The total scores for the PARS-3, PSS-14, and AIS scales were computed and subsequently entered into a multifactorial variance model for analysis. The results of the analysis indicated that the overall model was significant, with a Type III sum of squares of 320,969.769, degrees of freedom of 366, a mean square of 876.967, an F-value of 1.473, and a significance level of less than 0.001. This suggests that the independent variables of sleep quality and stress status significantly influenced the dependent variable of exercise level. Specifically, the analysis of the relationship between sleep quality and exercise level revealed a Type III sum of squares of 41,613.520, degrees of freedom of 23, a mean square of 1,809.283, an F-value of 3.038, and a significance level of less than 0.001, indicating a significant impact of sleep quality on exercise level. In contrast, the examination of the relationship between stress status and exercise level yielded a Type III sum of squares of 40,152.413, degrees of freedom of 38, a mean square of 1,056.642, an F-value of 1.774, and a significance level of 0.004, demonstrating that stress status also significantly affected exercise level. Detailed results are presented in Table 3.

Table 3

Table 3. Between-subjects effects test.

3.5 Spearman correlation analysis

The total scores from the PARS-3, PSS-14, and AIS scales were analyzed using Spearman’s rank correlation coefficient, which revealed a correlation coefficient of −0.222** between the level of exercise and sleep quality. Spearman’s correlation coefficient ranges from −1 to 1, with a negative value indicating an inverse relationship between the two variables. Specifically, a higher score on the exercise level scale corresponds to an increased amount of exercise, while a higher score on the Ascens Sleep Scale reflects more pronounced sleep disturbances. This negative correlation suggests that as the level of exercise increases, the quality of sleep tends to decrease; conversely, lower exercise levels are associated with poorer sleep quality. The absolute value of the correlation coefficient, 0.222, indicates a weak strength of correlation between exercise levels and sleep quality.

The correlation coefficient between exercise level and stress is −0.250**, indicating a negative correlation. This suggests that as the level of exercise increases, the level of stress is likely to decrease, and conversely, as the level of exercise decreases, the level of stress is likely to increase. Furthermore, the absolute value of 0.250 indicates a weak correlation between the two variables.

■ TASK SET ■
1. In the exercise study excerpt, what correlation coefficient is reported between exercise level and stress?
2. Please return the part of the exercise study excerpt starting with "The total scores from" and going on through "levels and sleep quality.", copied word for word.

■ MATERIAL SUPPLIED ■

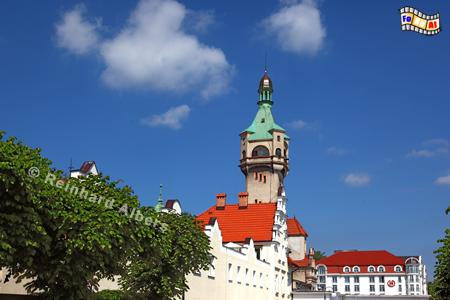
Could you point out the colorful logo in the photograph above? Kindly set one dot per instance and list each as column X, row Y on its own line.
column 413, row 20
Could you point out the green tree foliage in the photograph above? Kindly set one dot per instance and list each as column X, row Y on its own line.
column 441, row 284
column 160, row 272
column 66, row 234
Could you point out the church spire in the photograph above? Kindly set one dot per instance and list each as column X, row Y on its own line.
column 265, row 90
column 160, row 203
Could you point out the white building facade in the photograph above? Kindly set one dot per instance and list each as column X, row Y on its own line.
column 372, row 273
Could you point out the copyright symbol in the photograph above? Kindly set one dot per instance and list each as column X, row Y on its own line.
column 33, row 172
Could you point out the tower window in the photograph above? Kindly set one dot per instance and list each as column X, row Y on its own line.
column 278, row 152
column 260, row 151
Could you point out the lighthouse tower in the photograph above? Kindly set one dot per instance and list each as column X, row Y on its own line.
column 264, row 150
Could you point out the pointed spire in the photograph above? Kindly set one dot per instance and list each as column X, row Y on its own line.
column 160, row 203
column 265, row 89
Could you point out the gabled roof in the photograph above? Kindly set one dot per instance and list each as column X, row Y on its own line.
column 361, row 258
column 295, row 228
column 255, row 221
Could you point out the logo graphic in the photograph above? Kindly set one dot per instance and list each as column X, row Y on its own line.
column 414, row 20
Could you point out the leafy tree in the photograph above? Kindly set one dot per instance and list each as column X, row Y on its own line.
column 441, row 285
column 160, row 272
column 66, row 234
column 318, row 255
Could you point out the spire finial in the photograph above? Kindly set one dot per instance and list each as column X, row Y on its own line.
column 160, row 203
column 265, row 63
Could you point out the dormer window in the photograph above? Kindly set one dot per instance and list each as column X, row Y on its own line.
column 259, row 151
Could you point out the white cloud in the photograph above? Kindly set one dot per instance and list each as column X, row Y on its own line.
column 173, row 118
column 431, row 148
column 336, row 151
column 357, row 179
column 154, row 51
column 75, row 33
column 297, row 27
column 444, row 180
column 303, row 125
column 437, row 142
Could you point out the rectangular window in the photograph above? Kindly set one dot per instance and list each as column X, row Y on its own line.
column 212, row 268
column 230, row 272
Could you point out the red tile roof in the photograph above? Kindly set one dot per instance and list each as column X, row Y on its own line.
column 255, row 221
column 295, row 228
column 302, row 263
column 87, row 166
column 337, row 261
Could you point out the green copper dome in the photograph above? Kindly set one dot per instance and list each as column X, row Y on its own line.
column 263, row 125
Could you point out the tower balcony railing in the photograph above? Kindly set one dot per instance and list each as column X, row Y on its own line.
column 267, row 159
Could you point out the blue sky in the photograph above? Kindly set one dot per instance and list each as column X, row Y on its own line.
column 158, row 93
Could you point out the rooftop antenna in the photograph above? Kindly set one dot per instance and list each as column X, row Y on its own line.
column 265, row 62
column 159, row 205
column 70, row 166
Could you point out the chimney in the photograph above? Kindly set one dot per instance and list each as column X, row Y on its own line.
column 221, row 200
column 243, row 199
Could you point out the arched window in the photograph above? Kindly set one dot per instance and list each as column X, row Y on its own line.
column 278, row 152
column 321, row 270
column 260, row 151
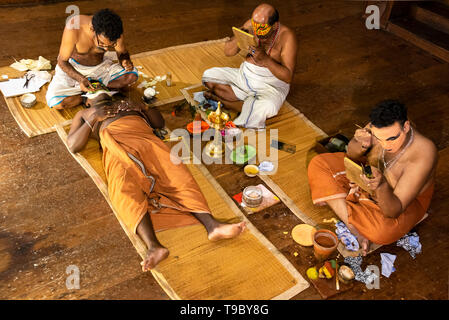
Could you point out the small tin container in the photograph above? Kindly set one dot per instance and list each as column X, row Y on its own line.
column 252, row 196
column 28, row 100
column 168, row 79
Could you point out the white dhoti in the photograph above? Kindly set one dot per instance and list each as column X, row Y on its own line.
column 63, row 85
column 261, row 92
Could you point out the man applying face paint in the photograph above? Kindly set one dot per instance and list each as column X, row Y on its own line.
column 403, row 164
column 259, row 88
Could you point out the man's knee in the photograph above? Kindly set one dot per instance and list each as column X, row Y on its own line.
column 68, row 102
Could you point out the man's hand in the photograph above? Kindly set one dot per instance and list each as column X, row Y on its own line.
column 86, row 86
column 127, row 64
column 259, row 55
column 375, row 181
column 364, row 137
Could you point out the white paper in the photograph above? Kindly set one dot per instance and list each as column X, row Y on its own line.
column 14, row 87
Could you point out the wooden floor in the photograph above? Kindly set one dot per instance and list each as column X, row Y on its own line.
column 53, row 216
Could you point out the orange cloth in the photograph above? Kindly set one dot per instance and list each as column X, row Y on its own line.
column 327, row 180
column 175, row 189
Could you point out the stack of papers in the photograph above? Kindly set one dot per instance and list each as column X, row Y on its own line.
column 30, row 64
column 14, row 87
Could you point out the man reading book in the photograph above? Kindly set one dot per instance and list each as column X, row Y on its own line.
column 403, row 164
column 259, row 87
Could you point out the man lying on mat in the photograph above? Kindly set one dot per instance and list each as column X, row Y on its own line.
column 259, row 87
column 403, row 164
column 82, row 59
column 147, row 190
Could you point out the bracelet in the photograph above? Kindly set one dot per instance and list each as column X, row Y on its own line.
column 91, row 129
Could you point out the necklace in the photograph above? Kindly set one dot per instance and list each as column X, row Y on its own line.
column 389, row 164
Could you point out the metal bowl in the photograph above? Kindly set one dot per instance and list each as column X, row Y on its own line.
column 28, row 100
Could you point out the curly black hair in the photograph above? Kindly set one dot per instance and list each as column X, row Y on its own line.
column 107, row 23
column 387, row 112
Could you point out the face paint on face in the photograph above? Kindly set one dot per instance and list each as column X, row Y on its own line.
column 261, row 29
column 390, row 138
column 104, row 44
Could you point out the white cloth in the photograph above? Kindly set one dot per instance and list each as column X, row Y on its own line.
column 261, row 92
column 63, row 85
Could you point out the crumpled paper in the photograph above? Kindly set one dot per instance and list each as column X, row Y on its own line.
column 91, row 95
column 29, row 64
column 266, row 166
column 387, row 261
column 410, row 242
column 348, row 239
column 355, row 264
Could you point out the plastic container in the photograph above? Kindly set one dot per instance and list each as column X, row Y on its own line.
column 252, row 196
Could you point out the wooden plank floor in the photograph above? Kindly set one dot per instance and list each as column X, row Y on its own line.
column 52, row 215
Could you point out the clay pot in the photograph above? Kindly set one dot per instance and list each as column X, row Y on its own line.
column 324, row 243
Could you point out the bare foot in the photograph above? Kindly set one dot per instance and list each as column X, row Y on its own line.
column 363, row 242
column 154, row 256
column 226, row 231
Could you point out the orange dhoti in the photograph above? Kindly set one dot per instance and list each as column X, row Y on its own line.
column 327, row 179
column 128, row 141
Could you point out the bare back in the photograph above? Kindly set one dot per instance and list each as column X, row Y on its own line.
column 79, row 45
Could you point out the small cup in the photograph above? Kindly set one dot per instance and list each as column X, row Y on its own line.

■ ANSWER LIST ■
1. −0.250**

2.
The total scores from the PARS-3, PSS-14, and AIS scales were analyzed using Spearman’s rank correlation coefficient, which revealed a correlation coefficient of −0.222** between the level of exercise and sleep quality. Spearman’s correlation coefficient ranges from −1 to 1, with a negative value indicating an inverse relationship between the two variables. Specifically, a higher score on the exercise level scale corresponds to an increased amount of exercise, while a higher score on the Ascens Sleep Scale reflects more pronounced sleep disturbances. This negative correlation suggests that as the level of exercise increases, the quality of sleep tends to decrease; conversely, lower exercise levels are associated with poorer sleep quality. The absolute value of the correlation coefficient, 0.222, indicates a weak strength of correlation between exercise levels and sleep quality.